Try it =>
In your copy, repeat each record exactly and include no pictures.

Given data =>
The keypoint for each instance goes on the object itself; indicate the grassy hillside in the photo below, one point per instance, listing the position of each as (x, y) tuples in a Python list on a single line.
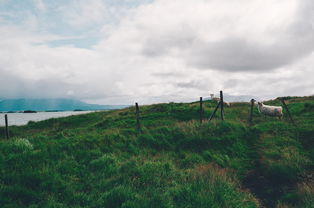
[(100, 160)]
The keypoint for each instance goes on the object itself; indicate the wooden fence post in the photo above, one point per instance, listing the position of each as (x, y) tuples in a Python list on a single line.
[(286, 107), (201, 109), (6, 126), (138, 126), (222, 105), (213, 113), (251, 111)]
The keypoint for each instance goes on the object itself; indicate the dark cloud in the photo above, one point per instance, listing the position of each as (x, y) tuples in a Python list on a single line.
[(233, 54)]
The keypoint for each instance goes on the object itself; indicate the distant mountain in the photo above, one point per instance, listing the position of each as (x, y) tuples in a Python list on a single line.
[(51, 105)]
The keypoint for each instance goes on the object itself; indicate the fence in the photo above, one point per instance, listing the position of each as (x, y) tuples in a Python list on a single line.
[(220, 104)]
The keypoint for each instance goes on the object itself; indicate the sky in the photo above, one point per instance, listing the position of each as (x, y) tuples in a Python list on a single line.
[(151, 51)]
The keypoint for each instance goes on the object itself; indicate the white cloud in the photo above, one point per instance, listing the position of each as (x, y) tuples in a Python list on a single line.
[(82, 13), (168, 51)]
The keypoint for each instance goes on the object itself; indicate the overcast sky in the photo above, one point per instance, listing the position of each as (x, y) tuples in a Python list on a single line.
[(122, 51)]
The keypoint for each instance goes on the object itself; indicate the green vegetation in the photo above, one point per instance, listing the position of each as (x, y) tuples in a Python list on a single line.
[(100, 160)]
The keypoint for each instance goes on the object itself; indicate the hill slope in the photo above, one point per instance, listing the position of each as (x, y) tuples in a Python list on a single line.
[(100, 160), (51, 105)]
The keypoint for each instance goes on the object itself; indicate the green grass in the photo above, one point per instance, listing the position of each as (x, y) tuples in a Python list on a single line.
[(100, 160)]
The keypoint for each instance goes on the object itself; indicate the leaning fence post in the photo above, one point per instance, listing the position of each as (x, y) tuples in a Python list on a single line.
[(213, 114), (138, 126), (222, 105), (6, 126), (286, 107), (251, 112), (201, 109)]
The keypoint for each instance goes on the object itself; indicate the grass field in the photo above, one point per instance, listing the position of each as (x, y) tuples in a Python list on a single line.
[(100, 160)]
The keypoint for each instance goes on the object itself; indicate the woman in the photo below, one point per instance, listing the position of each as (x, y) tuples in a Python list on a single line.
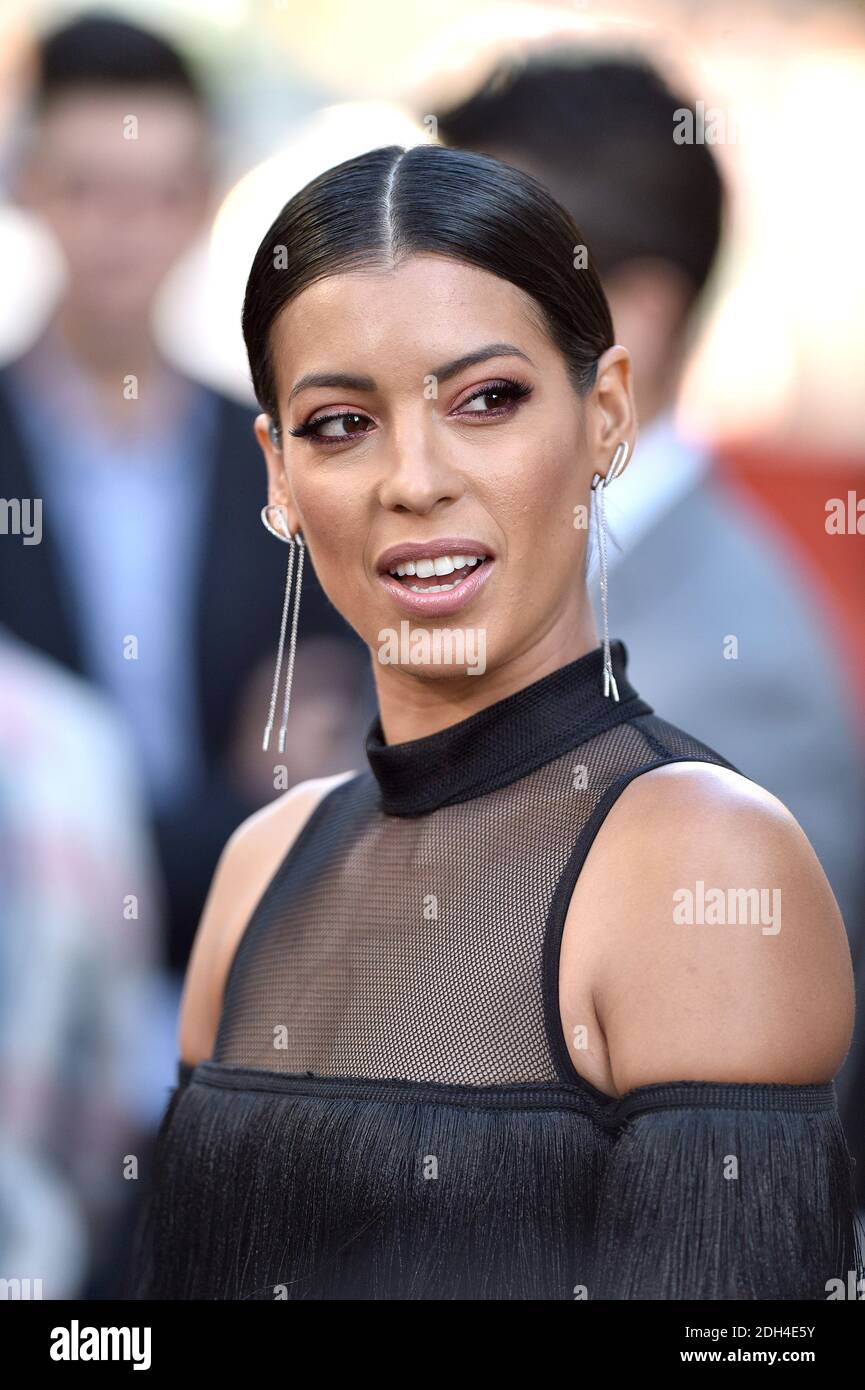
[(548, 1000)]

Task output =>
The keypoint for each instance goes on the object itself; indicate the grassy hillside in the photo below, one point per instance, listing the position of each as (x, y) tuples in a Python list on a single line.
[(100, 160)]
The keypoint for each instance goes on the object itself; indicate the wooden fence post in the photo above, one point per instance, listing the position of each as (x, y) tuples in a Python list on a single line.
[(286, 107), (201, 109), (6, 126), (138, 126), (222, 105), (213, 113), (251, 111)]
The keypoint for each instance goes on the object itself; indicate the dark cloud in the photo above, one point per instance, listing the position of each as (x, y) tuples in a Python list on a single line.
[(233, 54)]
The keypoint for each instance goes on the object itself; indicate the distant mountain in the photo above, one point per instance, listing the position of each as (x, y) tuples in a Python list on a single line.
[(51, 105)]
The keypoint for each instance goes on the object itself; indicate the fence in the photo above, one point per instance, listing the position of each as (x, y) tuples in a Python list on a single line.
[(220, 104)]
The keypoint for each instance goes on the object itself; indicate the sky in the photo above, one point per instance, listing the position of each as (x, y) tuples in a Python list on a single line.
[(151, 51)]
The keypoint for each instance goes on the object itself; indicate the white cloud in the photo above, one point per instance, listing the position of each as (x, y) tuples in a Python list on a single line.
[(82, 13), (168, 51)]
The keypoint for each instance goes on the object itself; indicate the overcast sky in the photo above, one point per instance, listing the position of each as (x, y) tuples in a Python list on a single line.
[(122, 51)]
The keypoint for each instance goes on the object itself; indicate the green vegetation in the photo above, one point per instance, listing the position of each as (x, y) tuples in a Python list on a single line.
[(100, 160)]
The keypoint for each instance goes on the object itself; indicate the hill slope in the photo above, one point per instance, listing the position of each as (x, y) tuples in a Python list on a single line.
[(100, 160), (51, 105)]
The keypoint for each instance goes on the object itself; indicate the green grass in the photo above, one point per instance, listing the position of each as (x, y) tuples in a Python list on a single line.
[(100, 160)]
The keypoint for each instance goes on the object itself; indicate the leaning fence post in the photo above, one point per instance, listing the position of each as (x, y) tuples in a Python list on a single line.
[(213, 114), (138, 126), (222, 105), (6, 126), (286, 107), (251, 112), (201, 109)]
The keypoint for each instance goes on the object itself; indicate the grass field in the photo above, one point per instance, listing the position of each as (x, y) tuples in a Python list on a single line.
[(100, 160)]
The keypoint for each instance goes on the object itself; indicate the woman in the photo below, one point per instance, listing the position of each as (x, y) tuples in a Python list on a single line.
[(548, 1000)]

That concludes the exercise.